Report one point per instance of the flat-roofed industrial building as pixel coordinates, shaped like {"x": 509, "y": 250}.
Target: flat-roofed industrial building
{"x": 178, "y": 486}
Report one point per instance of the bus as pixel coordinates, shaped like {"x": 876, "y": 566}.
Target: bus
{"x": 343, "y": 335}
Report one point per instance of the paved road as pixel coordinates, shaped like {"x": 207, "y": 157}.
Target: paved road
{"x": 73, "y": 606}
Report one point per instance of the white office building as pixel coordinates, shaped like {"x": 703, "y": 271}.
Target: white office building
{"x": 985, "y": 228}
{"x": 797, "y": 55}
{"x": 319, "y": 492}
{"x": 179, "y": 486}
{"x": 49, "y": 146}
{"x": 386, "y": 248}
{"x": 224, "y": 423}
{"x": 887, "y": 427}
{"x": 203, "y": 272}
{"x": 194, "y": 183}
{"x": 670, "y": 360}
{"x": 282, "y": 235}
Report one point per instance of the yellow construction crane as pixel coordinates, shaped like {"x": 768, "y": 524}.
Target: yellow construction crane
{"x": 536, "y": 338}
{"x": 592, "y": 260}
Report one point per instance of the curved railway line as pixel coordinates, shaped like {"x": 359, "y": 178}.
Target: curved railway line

********

§ **The task**: Among the lines above, count those containing the string "curved"; please give the count alone.

§ **Answer box**: 2